# SUPPLIED TEXT

----

An item with a skeletal animation will not be animated when its material comes from HLMS Unlit. This is quite a bummer because animated unlit items can do a lot of effects that would be hard to do and consume a lot of CPU time if done with particles. A semi-transparent wispy ghost can't be done at the moment. A tornado-like particle system would require huge amounts of particles and complicated affectors, while a properly textured mesh would only need some writhing and twisting animations. With particles, explosions look mostly like flames erupting from a location, an animated entity can create a very nice blast wave with debris. Creating a force field armour on characters is outright impossible with particles.
I also haven't figured out how to animate the material, like scrolling textures (for tornadoes) or looping between a few textures (for electric discharges). The description says that it can accept an animate argument, it does not explain what do the numbers mean. The source code seem to suggest that they refer to some matrices, but I could not find how to define these matrices. It does not seem to support looping between textures at all. Making a custom HLMS for these few things look like an overkill.
8. Performance
The performance is hard to compare because HLMS materials are different from RTSS materials and AttenuationBasedOnRadius needs massive radii to illuminate the area properly, causing many lights to affect objects faintly (if the radius is high) or create ugly edges where the light is cut off (when the threshold is high). It was probably not intended for illuminating areas, just for making small lights. The usual attenuation could help a lot here, but its implementation with Forward3D has weird performance problems as described above.

----

# RECORDED DATA
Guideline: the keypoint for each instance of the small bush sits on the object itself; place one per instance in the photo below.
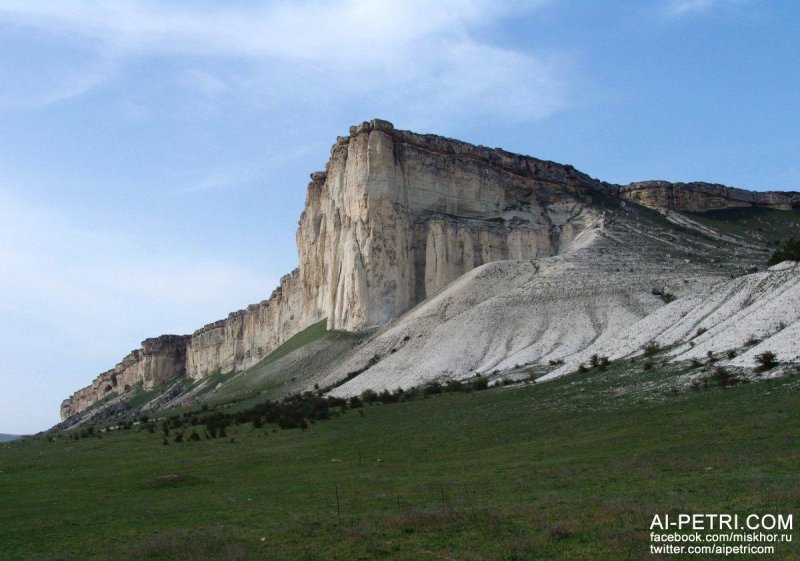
(651, 348)
(752, 341)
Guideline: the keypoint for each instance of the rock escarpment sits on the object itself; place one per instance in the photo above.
(392, 220)
(702, 197)
(394, 217)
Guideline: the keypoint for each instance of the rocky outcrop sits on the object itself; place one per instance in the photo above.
(394, 217)
(159, 360)
(702, 197)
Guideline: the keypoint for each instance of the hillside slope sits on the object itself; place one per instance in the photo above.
(745, 316)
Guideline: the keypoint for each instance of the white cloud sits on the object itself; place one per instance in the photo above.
(421, 55)
(687, 8)
(74, 300)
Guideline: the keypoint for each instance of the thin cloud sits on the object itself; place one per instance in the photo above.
(678, 8)
(425, 56)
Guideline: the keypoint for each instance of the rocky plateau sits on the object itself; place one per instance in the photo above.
(446, 260)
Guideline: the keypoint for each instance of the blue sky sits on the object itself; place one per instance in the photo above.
(154, 155)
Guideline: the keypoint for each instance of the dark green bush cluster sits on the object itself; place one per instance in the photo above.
(600, 362)
(298, 411)
(789, 252)
(651, 348)
(724, 378)
(665, 296)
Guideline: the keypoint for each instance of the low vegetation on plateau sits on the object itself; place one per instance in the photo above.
(569, 469)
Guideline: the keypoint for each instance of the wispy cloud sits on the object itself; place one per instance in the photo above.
(688, 8)
(74, 300)
(417, 54)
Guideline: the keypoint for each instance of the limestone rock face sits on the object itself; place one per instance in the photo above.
(392, 220)
(396, 216)
(702, 197)
(160, 360)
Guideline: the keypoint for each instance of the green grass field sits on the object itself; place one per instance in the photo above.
(571, 469)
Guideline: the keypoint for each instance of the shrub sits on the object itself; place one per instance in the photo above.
(752, 341)
(766, 360)
(789, 252)
(480, 383)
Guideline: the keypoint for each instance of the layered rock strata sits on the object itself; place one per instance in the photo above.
(159, 360)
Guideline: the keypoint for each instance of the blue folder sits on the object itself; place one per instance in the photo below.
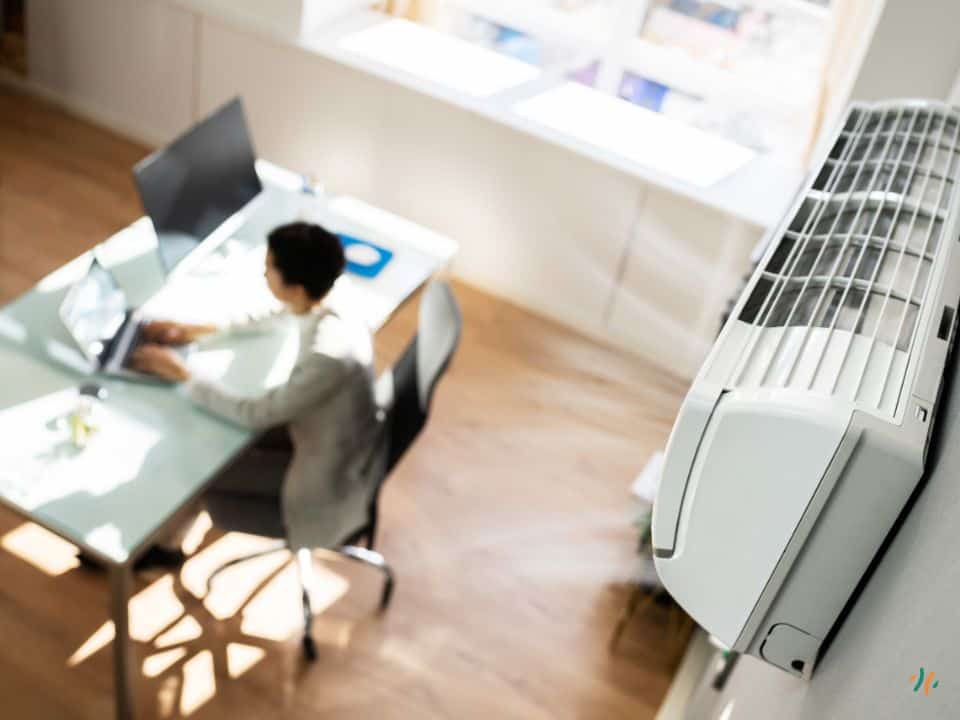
(373, 269)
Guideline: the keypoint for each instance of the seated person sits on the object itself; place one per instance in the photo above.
(310, 477)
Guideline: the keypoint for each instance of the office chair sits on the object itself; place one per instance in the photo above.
(404, 394)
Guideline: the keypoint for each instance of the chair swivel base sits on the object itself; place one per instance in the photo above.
(304, 561)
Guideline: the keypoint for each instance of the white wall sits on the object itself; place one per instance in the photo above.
(126, 64)
(913, 53)
(548, 229)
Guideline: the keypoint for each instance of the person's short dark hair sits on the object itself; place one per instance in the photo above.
(306, 254)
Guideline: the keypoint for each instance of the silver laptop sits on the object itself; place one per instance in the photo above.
(106, 330)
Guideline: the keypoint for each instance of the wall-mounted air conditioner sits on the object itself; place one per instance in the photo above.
(807, 427)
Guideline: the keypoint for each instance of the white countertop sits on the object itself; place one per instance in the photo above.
(758, 191)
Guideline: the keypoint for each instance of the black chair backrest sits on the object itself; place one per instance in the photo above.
(420, 367)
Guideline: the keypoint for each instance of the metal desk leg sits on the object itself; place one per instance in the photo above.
(121, 581)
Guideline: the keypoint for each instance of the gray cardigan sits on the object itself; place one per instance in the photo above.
(328, 405)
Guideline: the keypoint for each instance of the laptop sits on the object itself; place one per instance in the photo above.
(201, 188)
(107, 331)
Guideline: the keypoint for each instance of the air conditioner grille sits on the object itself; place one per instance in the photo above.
(836, 306)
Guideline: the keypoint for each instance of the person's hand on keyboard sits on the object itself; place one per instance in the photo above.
(160, 361)
(169, 332)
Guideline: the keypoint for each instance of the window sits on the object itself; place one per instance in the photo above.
(748, 71)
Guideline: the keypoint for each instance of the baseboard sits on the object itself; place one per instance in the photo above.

----

# TASK REQUIREMENTS
**1)** Rewrite the HLMS text starting at the words "8. Performance" and ending after "as described above.", changing "AttenuationBasedOnRadius" to "radius-based attenuation".
**2)** Write a continuation of the HLMS text that picks up right after its final sentence.

# EXPECTED RESULTS
**1)**
8. Performance
The performance is hard to compare because HLMS materials are different from RTSS materials and radius-based attenuation needs massive radii to illuminate the area properly, causing many lights to affect objects faintly (if the radius is high) or create ugly edges where the light is cut off (when the threshold is high). It was probably not intended for illuminating areas, just for making small lights. The usual attenuation could help a lot here, but its implementation with Forward3D has weird performance problems as described above.

**2)**
A big improvement I have noticed is that the rendering thread takes very little CPU time even if the framerate is not limited (testing it on a poor video card, though). I can't remember seeing a game not consume significant portions of CPU time unless it's something with little demands. In this, Ogre really has Almost Zero Driver Overhead.
9. Conclusion
I hope this report will be useful to somebody. And hopefully some of the unsolved issues will be addressed. Thanks for reading this long post.
Appendix 1. Update to Ogre 2.1 after the merge of the PSO branch
Most changes were trivial and their fixes are intuitive. A namespace change requiring the removal of the ::v1 part, replacing some IdStrings with actual strings. Target swapping is done a bit differently, but the difference can be checked in Ogre's source.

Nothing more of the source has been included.